PROBLEM TO SOLVE
Return every line of the material exactly.

-- -- --

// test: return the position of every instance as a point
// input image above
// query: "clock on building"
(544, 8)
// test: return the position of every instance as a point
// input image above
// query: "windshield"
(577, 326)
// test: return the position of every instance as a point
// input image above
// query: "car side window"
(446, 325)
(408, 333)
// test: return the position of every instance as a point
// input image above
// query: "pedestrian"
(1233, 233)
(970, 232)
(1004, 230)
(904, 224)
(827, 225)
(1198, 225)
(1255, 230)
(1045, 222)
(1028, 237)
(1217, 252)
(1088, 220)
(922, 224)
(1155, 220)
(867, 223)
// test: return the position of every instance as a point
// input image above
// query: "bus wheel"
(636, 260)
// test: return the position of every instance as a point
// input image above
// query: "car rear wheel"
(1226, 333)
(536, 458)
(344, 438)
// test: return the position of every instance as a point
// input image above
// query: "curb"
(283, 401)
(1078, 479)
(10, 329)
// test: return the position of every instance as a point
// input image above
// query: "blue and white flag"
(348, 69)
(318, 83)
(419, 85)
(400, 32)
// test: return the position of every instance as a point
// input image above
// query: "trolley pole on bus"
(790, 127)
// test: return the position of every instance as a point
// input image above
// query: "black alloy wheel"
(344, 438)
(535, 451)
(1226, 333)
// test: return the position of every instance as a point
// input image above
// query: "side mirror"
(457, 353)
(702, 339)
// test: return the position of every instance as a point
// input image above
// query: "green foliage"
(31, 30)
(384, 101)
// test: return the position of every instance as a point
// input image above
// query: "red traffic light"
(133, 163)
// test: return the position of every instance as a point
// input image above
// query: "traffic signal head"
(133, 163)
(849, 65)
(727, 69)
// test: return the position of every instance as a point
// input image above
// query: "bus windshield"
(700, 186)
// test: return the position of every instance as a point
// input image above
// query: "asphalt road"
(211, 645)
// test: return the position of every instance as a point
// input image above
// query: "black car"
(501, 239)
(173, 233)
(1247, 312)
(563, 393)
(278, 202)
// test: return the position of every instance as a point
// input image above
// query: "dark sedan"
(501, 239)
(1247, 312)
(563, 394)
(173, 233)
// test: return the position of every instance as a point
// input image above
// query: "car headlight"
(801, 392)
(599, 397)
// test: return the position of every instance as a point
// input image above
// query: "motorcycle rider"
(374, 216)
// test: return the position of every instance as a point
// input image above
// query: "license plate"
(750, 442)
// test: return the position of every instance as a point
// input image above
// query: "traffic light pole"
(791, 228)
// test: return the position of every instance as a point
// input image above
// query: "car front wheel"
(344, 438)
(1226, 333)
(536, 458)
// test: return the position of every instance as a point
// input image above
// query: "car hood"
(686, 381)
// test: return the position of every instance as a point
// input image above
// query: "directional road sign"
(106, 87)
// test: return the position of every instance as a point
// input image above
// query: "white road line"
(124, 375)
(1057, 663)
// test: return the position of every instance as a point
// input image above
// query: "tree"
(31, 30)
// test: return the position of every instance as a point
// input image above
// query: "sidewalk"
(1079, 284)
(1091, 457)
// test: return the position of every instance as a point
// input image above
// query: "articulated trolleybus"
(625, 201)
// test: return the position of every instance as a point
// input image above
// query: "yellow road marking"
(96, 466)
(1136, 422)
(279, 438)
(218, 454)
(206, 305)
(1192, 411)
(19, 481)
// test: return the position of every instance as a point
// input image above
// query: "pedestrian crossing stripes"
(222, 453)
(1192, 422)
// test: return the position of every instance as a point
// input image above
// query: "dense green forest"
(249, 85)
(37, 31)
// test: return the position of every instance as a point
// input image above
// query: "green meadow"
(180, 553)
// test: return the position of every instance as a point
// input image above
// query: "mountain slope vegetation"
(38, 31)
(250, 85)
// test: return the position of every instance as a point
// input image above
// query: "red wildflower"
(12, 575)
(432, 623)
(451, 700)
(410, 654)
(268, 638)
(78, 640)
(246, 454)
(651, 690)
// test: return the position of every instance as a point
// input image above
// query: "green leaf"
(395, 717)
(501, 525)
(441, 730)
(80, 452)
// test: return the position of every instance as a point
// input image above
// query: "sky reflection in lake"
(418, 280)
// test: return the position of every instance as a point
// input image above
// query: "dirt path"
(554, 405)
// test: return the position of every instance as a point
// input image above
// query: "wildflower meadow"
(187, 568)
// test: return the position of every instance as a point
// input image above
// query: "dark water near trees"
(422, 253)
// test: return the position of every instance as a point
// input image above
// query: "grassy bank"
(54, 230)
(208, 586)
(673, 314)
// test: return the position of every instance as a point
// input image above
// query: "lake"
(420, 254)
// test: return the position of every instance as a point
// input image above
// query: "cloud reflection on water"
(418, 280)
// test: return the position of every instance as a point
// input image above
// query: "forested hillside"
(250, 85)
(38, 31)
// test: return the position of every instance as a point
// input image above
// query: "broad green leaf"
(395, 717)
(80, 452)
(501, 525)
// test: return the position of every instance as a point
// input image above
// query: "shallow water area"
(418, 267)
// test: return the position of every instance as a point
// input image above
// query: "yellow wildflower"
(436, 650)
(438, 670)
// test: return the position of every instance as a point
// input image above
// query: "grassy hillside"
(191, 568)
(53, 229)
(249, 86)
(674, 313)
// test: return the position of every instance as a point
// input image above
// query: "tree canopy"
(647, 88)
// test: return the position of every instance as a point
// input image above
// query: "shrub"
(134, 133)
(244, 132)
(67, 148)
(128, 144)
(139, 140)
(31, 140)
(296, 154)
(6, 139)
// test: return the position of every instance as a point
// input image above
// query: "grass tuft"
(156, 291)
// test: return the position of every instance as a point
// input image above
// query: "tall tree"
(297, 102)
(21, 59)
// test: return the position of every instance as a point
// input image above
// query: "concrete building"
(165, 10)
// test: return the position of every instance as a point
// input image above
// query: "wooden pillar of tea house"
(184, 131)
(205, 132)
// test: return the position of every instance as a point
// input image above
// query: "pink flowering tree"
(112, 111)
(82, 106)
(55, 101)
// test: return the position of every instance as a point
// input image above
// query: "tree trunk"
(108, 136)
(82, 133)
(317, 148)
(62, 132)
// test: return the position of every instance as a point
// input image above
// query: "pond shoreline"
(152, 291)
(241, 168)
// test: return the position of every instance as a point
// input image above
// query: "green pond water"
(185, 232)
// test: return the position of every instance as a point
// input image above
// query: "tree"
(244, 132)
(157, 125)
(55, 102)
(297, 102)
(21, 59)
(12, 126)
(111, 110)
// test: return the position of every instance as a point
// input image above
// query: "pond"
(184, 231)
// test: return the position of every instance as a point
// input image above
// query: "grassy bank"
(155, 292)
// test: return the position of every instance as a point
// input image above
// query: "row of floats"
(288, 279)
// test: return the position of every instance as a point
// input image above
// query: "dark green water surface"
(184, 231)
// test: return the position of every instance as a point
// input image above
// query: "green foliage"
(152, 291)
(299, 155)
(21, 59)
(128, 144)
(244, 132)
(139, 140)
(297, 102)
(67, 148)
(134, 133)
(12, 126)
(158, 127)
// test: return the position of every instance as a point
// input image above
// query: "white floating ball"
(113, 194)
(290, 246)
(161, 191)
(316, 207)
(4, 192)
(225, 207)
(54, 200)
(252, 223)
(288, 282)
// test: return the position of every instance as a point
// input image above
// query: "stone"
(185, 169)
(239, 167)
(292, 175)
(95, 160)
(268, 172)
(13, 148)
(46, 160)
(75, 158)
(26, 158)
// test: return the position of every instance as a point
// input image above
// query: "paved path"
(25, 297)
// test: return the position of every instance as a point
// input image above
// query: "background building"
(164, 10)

-- -- --

RESULT OF THE EXERCISE
// test: return the position of every instance as a point
// input image above
// query: "clock on building"
(544, 8)
// test: return the position of every instance as a point
// input image above
// query: "windshield"
(577, 326)
// test: return the position of every instance as a point
// input image above
// query: "car side window"
(446, 325)
(408, 333)
// test: return the position of every instance as a point
// input image above
// query: "pedestrian"
(1233, 233)
(970, 232)
(1004, 230)
(904, 224)
(827, 225)
(1198, 225)
(1255, 230)
(1045, 222)
(1028, 237)
(1217, 252)
(1088, 220)
(922, 224)
(1155, 220)
(867, 223)
// test: return the position of every instance as a point
// input image above
// query: "bus wheel"
(636, 260)
// test: return the position of every instance as a point
// input image above
// query: "car rear wheel"
(1226, 333)
(536, 458)
(344, 438)
// test: return the position of every instance as a point
// input image above
// query: "curb"
(283, 401)
(1078, 479)
(10, 329)
// test: return the position of every instance as a point
// input image above
// query: "blue and white flag"
(348, 69)
(318, 83)
(419, 85)
(400, 32)
// test: return the position of every instance as a point
// input image above
// query: "trolley pole on bus"
(790, 127)
// test: return the position of every instance as a point
// input image above
// query: "black alloy wheel"
(344, 438)
(535, 451)
(1226, 333)
// test: return the position of every instance as a point
// input image above
// query: "side mirror"
(457, 353)
(702, 339)
// test: return the position of every instance as a point
// input image above
// query: "green foliage"
(31, 30)
(384, 101)
// test: return the position of every instance as a point
// input image above
// query: "red traffic light"
(133, 163)
// test: return the position of every instance as a point
// input image above
// query: "traffic signal head"
(133, 163)
(849, 65)
(727, 69)
// test: return the position of every instance as a point
// input image above
// query: "bus windshield"
(700, 186)
// test: return the position of every instance as a point
// input image above
// query: "asphalt road"
(211, 645)
// test: return the position of every instance as a point
// input image above
// query: "black car"
(501, 239)
(173, 233)
(1247, 312)
(563, 393)
(278, 202)
// test: return the position of every instance as a point
// input image above
// query: "dark sedan"
(501, 239)
(1247, 312)
(563, 394)
(173, 233)
// test: return the position of every instance as a point
// input image above
// query: "car headlight"
(801, 392)
(599, 397)
// test: return the position of every instance as a point
// input image above
// query: "motorcycle rider"
(374, 216)
// test: return the position of every instance as a point
// input image above
// query: "license plate"
(750, 442)
// test: return the position of every instance as a point
// input image above
// query: "traffic light pole"
(791, 228)
// test: return the position of every instance as a point
// input image above
// query: "car front wheel"
(344, 438)
(1226, 333)
(536, 458)
// test: return the position of every instance as a point
// input image above
// query: "car hood"
(686, 381)
// test: return the position of every instance as a point
// input image above
// query: "directional road sign"
(106, 87)
// test: return the position of every instance as a point
// input image above
// query: "white road line"
(124, 375)
(1057, 663)
// test: return the position of every instance as a point
// input image above
// query: "tree"
(31, 30)
// test: return the position of every instance as a point
// input image above
// query: "sidewalk"
(1079, 284)
(1091, 457)
// test: return the position of every instance as a point
// input image above
// query: "articulated trolleybus"
(625, 201)
// test: return the position of every instance as a point
// input image above
// query: "yellow road marking"
(96, 466)
(1136, 422)
(279, 438)
(218, 454)
(206, 305)
(1192, 411)
(19, 481)
// test: return the position of every instance as a point
// input image above
// query: "pedestrian crossing stripes"
(222, 453)
(1192, 422)
// test: return the position of every instance as a point
// input image above
// query: "dense green forest"
(249, 85)
(37, 31)
// test: return the position of every instance as a point
// input image above
// query: "green meadow"
(180, 553)
// test: return the position of every instance as a point
// input image above
// query: "mountain slope vegetation"
(38, 31)
(250, 85)
// test: return the position of every instance as a point
// input image above
// query: "red wildflower"
(12, 575)
(432, 623)
(451, 700)
(410, 654)
(268, 638)
(78, 640)
(246, 454)
(651, 690)
// test: return the position of every instance as a point
// input image above
// query: "green leaf"
(395, 717)
(501, 525)
(441, 730)
(80, 452)
// test: return the position of every instance as a point
// input image above
// query: "sky reflection in lake"
(418, 280)
// test: return the position of every instance as a point
// input image above
// query: "dirt path"
(554, 405)
// test: return the position of every instance as a point
// input image above
// query: "wildflower meadow"
(187, 568)
// test: return the position of every instance as a point
// input image above
// query: "dark water near trees"
(422, 253)
// test: return the position of every instance as a point
// input image above
// query: "grassy bank"
(54, 230)
(208, 586)
(673, 314)
// test: return the position of every instance as a point
// input image above
// query: "lake"
(420, 254)
// test: return the position of every instance as a point
// input image above
// query: "cloud reflection on water"
(418, 280)
// test: return the position of every instance as a point
// input image above
// query: "forested hillside"
(250, 85)
(38, 31)
// test: return the position of every instance as a point
// input image above
// query: "broad green leaf"
(395, 717)
(80, 452)
(501, 525)
// test: return the position of every instance as a point
// input image above
// query: "shallow water area"
(418, 267)
// test: return the position of every instance as a point
// input image above
// query: "yellow wildflower"
(436, 650)
(438, 670)
// test: return the position of every instance as a point
// input image above
// query: "grassy hillside"
(191, 568)
(53, 229)
(249, 86)
(674, 313)
// test: return the position of every instance as a point
// input image above
// query: "tree canopy"
(647, 88)
// test: return the position of every instance as a point
// input image above
// query: "shrub"
(134, 133)
(244, 132)
(67, 148)
(128, 144)
(139, 140)
(31, 140)
(296, 154)
(6, 139)
// test: return the position of every instance as a point
// input image above
// query: "grass tuft"
(156, 291)
// test: return the position of every instance as a point
// input image above
// query: "tall tree"
(297, 102)
(21, 59)
// test: return the position of every instance as a point
// input image above
// query: "concrete building"
(165, 10)
// test: return the position of every instance as a point
// input image above
// query: "wooden pillar of tea house"
(184, 131)
(205, 132)
// test: return the position of every instance as a point
// input image above
// query: "pink flowering tree"
(112, 111)
(82, 106)
(55, 101)
// test: return the position of every instance as a point
// input image above
// query: "tree trunk"
(108, 136)
(82, 133)
(317, 148)
(62, 132)
// test: return the position of every instance as a point
// input image above
// query: "pond shoreline"
(152, 291)
(241, 168)
// test: return the position of every instance as a point
// input image above
// query: "green pond water"
(185, 232)
// test: return the position of every instance as a point
// input image above
// query: "tree"
(244, 132)
(157, 125)
(55, 102)
(297, 102)
(21, 59)
(12, 126)
(111, 110)
// test: return the position of every instance as a point
// input image above
// query: "pond"
(184, 231)
// test: return the position of every instance as a point
// input image above
// query: "grassy bank"
(155, 292)
// test: return the position of every instance as a point
// input image above
// query: "row of floats"
(288, 279)
// test: return the position of every instance as a point
// input image above
// query: "dark green water surface"
(184, 231)
// test: return the position of every instance as a point
// input image above
// query: "green foliage"
(152, 291)
(299, 155)
(21, 59)
(128, 144)
(244, 132)
(139, 140)
(297, 102)
(67, 148)
(134, 133)
(12, 126)
(158, 127)
// test: return the position of every instance as a point
// input image above
// query: "white floating ball"
(113, 194)
(290, 246)
(161, 191)
(316, 207)
(4, 192)
(225, 207)
(54, 200)
(252, 223)
(288, 282)
// test: return the position of every instance as a point
// input image above
// query: "stone"
(185, 169)
(239, 167)
(292, 175)
(95, 160)
(268, 172)
(13, 148)
(46, 160)
(75, 158)
(26, 158)
// test: return the position of every instance as a point
// input image above
// query: "paved path"
(25, 297)
// test: return the position of every instance as a point
// input image above
// query: "background building"
(164, 10)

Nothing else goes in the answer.